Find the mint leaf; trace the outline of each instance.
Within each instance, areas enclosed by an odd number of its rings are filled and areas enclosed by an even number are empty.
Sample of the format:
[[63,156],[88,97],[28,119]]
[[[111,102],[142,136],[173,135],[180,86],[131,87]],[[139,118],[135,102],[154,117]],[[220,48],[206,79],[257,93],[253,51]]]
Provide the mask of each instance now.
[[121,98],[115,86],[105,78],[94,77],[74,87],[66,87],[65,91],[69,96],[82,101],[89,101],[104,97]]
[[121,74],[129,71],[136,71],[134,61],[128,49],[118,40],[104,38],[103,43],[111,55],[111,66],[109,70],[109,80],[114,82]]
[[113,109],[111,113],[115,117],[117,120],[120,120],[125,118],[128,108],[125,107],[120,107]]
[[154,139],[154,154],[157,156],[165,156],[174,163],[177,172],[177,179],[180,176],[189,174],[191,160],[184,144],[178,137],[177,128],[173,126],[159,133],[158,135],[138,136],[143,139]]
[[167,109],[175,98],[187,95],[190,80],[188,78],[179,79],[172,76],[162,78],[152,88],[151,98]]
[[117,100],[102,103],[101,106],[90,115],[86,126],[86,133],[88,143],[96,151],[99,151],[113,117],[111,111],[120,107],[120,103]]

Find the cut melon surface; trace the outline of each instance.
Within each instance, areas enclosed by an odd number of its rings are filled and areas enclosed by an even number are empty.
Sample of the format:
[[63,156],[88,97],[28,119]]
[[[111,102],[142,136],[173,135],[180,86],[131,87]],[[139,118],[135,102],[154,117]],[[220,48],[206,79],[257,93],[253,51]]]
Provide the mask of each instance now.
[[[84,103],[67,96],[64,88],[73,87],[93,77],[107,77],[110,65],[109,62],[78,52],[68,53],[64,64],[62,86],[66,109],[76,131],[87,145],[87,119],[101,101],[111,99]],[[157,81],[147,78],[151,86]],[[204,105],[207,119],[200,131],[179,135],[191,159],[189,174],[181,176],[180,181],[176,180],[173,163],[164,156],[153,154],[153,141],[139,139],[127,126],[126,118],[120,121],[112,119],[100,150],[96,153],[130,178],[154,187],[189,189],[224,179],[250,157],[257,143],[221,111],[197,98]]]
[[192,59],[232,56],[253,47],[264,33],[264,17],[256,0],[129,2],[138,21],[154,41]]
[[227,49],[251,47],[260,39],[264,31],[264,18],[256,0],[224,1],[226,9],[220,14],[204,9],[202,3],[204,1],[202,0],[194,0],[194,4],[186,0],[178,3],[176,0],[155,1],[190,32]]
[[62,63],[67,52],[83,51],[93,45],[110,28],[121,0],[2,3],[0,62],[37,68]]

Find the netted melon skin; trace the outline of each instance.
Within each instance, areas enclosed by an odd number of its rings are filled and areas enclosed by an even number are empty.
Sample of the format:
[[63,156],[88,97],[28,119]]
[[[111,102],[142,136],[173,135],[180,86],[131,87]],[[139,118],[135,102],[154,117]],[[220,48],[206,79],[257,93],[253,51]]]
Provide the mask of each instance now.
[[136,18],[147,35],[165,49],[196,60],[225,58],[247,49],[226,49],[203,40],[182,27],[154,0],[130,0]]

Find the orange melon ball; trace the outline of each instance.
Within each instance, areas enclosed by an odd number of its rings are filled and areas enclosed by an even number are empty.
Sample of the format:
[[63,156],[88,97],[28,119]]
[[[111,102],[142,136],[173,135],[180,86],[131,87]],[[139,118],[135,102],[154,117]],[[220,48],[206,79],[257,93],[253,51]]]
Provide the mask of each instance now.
* * * * *
## Prompt
Reproduce all data above, unchanged.

## Exercise result
Find the mint leaf; trace the outline of each instance.
Within each instance, areas enclosed by an odd number of its rings are filled and areas enclosed by an even number are empty.
Sample of the format:
[[63,156],[88,97],[28,119]]
[[[111,102],[142,136],[173,135],[180,86],[131,87]],[[139,118],[135,102],[154,117]],[[220,48],[206,79],[257,93],[253,51]]]
Provide the mask of each instance now.
[[121,98],[115,86],[105,78],[94,77],[74,87],[66,87],[65,91],[69,96],[82,101],[89,101],[104,97]]
[[121,74],[129,71],[136,71],[134,61],[128,49],[118,40],[104,38],[103,43],[111,55],[111,66],[109,70],[109,80],[114,82]]
[[113,109],[111,113],[115,117],[117,120],[120,120],[125,118],[128,108],[125,107],[120,107]]
[[154,139],[154,154],[157,156],[165,156],[174,163],[177,172],[177,179],[180,176],[189,174],[191,160],[184,144],[178,137],[177,128],[173,126],[159,133],[158,135],[138,136],[143,139]]
[[167,109],[175,98],[187,95],[190,80],[188,78],[179,79],[172,76],[162,78],[152,88],[151,98]]
[[117,100],[102,103],[101,106],[90,115],[86,126],[86,133],[88,143],[96,151],[99,151],[113,117],[111,111],[120,107],[120,103]]

Find the cut melon surface; trace the outline of each instance.
Within each instance, areas enclosed by an odd number of its rings are filled and areas enclosed by an even number are empty.
Sample of the format:
[[63,156],[88,97],[28,119]]
[[[111,102],[142,136],[173,135],[180,86],[131,87]],[[139,118],[135,102],[154,117]],[[220,48],[206,79],[257,93],[253,51]]]
Provide the mask of each instance now.
[[[84,103],[67,96],[64,88],[73,87],[93,77],[107,77],[110,65],[109,62],[78,52],[68,53],[64,64],[62,86],[66,109],[76,131],[87,145],[87,119],[101,101],[111,99]],[[157,81],[147,78],[151,86]],[[204,105],[207,119],[200,131],[179,135],[191,159],[189,174],[181,176],[180,181],[176,180],[173,163],[164,156],[153,154],[153,141],[139,139],[127,126],[126,118],[120,121],[112,119],[100,150],[96,153],[130,178],[154,187],[189,189],[224,179],[250,157],[257,143],[221,111],[197,98]]]
[[192,59],[232,56],[253,47],[264,33],[264,17],[256,0],[129,2],[138,21],[154,41]]
[[227,49],[251,47],[260,39],[264,31],[264,18],[256,0],[224,1],[226,9],[220,14],[204,9],[202,3],[204,1],[202,0],[194,0],[194,4],[186,0],[178,3],[176,0],[155,1],[190,32]]
[[62,63],[67,52],[83,51],[93,45],[110,28],[121,0],[2,3],[0,62],[37,68]]

Find the netted melon skin; trace the outline of each instance.
Within each instance, areas enclosed by an odd number of its rings are filled and areas enclosed by an even number are empty.
Sample of the format:
[[63,156],[88,97],[28,119]]
[[[111,102],[142,136],[173,135],[180,86],[131,87]],[[139,118],[135,102],[154,117]],[[220,48],[206,79],[257,93],[253,51]]]
Provide the mask of each instance now.
[[136,18],[147,35],[165,49],[196,60],[225,58],[247,49],[226,49],[203,40],[182,27],[154,0],[130,0]]

Find the orange melon ball; trace the outline of each instance.
Within each instance, areas enclosed by an odd number of its rings are filled and areas enclosed by an even number are empty.
Sample of the format:
[[63,156],[88,97],[28,119]]
[[[111,102],[142,136],[173,135],[180,86],[131,87]],[[139,118],[135,102],[154,117]],[[220,48],[206,79],[257,93],[253,51]]]
Provide the mask of each instance now.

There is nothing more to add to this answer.